• **Problem requirements**:
Could you return, word for word, the passage of the superintendent forum report from "Candidates Shelia Briggs, Joe" up to and including "of standardized tests."?

• **Source extract**:

━━━━━━━━━━

Seven state superintendent candidates faced off Thursday, Jan. 7, in the first online forum ahead of a Feb. 16 primary, on issues such as learning amid the COVID-19 pandemic and how to rectify inequities in public education.
Candidates Shelia Briggs, Joe Fenrick, Troy Gunderson, Shandowlyon Hendricks-Williams, Deborah Kerr, Steve Krull and Jill Underly answered questions posed by Wisconsinites from across the state in the two-hour forum. They tackled subjects such as how to personalize learning to meet individual student's needs, how to ensure all students feel safe in their schools and how to address special education needs.
Briggs, the current assistant state superintendent, said she would prioritize a COVID-19 recovery plan and work with state lawmakers to get DPI's funding request into the 2021-2023 state budget.
"It will be so important that we do not let the cost of this pandemic be balanced on the backs of our teachers or our kids," she said.
Fenrick said he would focus on getting students back into classrooms safely and getting rid of standardized tests.
"There's too much testing going on," he said. "We need a lot more hands-on learning in our classrooms."
Gunderson said he would prioritize equality in education across the state's urban-rural divide.
"I'm best suited to unite the entire state around the collective commitment of providing public education to improve the lives of each one of our children within the schools in our state," he said.
Hendricks-Williams said she plans to include a $350 rebate to parents for expenses incurred during COVID-19 for school supplies and internet access, and prioritize diversifying teaching staff in Wisconsin schools.
"I am the only candidate that began as a paraprofessional and worked at the Milwaukee office of the governor," she said. "I'll bring all of that knowledge, skill, and my disposition as the best candidate, as Wisconsin's first elected Black state superintendent."

━━━━━━━━━━

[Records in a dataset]
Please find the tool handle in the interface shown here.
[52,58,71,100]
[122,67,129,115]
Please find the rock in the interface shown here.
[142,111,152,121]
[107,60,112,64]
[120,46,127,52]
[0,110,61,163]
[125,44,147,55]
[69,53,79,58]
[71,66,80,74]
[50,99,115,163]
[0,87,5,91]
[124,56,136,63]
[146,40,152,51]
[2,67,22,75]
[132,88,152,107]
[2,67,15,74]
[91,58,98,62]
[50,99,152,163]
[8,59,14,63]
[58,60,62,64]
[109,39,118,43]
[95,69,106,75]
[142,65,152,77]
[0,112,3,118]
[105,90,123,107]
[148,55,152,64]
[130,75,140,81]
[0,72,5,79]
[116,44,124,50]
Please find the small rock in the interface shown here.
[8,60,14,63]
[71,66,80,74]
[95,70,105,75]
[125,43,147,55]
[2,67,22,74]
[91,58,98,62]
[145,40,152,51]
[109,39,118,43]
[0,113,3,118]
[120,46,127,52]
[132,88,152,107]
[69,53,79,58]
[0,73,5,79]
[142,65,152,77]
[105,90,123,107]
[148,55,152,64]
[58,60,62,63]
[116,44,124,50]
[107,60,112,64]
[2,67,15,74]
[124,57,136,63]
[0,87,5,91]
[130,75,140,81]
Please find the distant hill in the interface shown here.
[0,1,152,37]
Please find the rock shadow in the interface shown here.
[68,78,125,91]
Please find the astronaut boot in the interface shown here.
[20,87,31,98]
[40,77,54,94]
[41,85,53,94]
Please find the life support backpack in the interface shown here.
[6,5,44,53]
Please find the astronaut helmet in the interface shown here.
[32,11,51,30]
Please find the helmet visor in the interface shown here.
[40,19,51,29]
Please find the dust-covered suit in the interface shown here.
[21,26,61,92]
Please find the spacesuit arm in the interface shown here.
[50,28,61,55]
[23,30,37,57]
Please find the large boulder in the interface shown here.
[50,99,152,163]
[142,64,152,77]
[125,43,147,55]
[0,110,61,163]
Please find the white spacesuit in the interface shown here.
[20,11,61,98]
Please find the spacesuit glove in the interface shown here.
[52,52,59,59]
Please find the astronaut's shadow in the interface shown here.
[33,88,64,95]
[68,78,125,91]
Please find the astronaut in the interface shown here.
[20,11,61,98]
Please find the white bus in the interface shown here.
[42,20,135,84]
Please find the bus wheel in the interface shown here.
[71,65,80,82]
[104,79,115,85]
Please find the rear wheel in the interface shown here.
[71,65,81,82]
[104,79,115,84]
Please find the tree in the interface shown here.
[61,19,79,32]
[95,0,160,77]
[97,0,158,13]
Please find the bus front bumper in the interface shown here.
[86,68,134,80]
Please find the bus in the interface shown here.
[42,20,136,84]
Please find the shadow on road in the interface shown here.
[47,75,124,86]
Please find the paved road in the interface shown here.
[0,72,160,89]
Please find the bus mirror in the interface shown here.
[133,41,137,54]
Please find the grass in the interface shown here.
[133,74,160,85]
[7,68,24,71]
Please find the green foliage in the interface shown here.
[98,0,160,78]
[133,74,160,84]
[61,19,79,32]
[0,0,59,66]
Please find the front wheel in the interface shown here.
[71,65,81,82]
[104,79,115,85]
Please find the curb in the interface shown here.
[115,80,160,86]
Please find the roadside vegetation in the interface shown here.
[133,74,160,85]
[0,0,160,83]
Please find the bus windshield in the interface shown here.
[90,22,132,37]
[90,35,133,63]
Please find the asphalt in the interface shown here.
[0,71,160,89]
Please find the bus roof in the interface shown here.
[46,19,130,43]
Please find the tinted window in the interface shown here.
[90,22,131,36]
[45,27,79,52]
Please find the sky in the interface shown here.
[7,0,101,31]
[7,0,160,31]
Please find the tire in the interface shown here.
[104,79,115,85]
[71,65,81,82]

━━━━━━━━━━

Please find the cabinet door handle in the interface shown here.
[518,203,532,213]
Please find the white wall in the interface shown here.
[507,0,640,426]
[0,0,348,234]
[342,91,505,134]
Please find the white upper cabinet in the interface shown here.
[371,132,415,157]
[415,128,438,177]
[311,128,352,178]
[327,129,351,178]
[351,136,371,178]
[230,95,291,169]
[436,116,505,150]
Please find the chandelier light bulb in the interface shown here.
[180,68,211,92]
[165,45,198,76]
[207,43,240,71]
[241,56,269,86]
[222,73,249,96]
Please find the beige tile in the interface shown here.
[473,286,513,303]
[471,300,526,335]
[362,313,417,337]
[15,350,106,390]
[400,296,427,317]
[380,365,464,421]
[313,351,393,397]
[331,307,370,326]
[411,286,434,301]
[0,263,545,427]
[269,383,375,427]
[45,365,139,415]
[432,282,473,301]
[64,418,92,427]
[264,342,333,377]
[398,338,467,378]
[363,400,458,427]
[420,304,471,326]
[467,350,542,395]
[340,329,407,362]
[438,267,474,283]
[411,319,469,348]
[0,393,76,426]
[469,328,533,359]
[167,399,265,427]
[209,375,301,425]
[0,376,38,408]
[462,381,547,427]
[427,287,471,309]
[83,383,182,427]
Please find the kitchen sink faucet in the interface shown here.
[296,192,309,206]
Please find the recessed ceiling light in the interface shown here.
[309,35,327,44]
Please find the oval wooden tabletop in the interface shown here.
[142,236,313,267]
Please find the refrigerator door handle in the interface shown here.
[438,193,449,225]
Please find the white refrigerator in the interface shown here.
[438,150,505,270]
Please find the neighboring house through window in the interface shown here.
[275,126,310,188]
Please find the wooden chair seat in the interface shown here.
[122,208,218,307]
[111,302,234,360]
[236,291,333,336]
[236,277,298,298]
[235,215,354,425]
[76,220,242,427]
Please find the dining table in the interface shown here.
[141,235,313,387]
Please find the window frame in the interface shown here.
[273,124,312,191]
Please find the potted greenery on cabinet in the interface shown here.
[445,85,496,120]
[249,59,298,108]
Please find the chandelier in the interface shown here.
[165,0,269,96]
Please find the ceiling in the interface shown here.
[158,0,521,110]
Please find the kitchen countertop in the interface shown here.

━━━━━━━━━━

• **Solution**:
Candidates Shelia Briggs, Joe Fenrick, Troy Gunderson, Shandowlyon Hendricks-Williams, Deborah Kerr, Steve Krull and Jill Underly answered questions posed by Wisconsinites from across the state in the two-hour forum. They tackled subjects such as how to personalize learning to meet individual student's needs, how to ensure all students feel safe in their schools and how to address special education needs.
Briggs, the current assistant state superintendent, said she would prioritize a COVID-19 recovery plan and work with state lawmakers to get DPI's funding request into the 2021-2023 state budget.
"It will be so important that we do not let the cost of this pandemic be balanced on the backs of our teachers or our kids," she said.
Fenrick said he would focus on getting students back into classrooms safely and getting rid of standardized tests.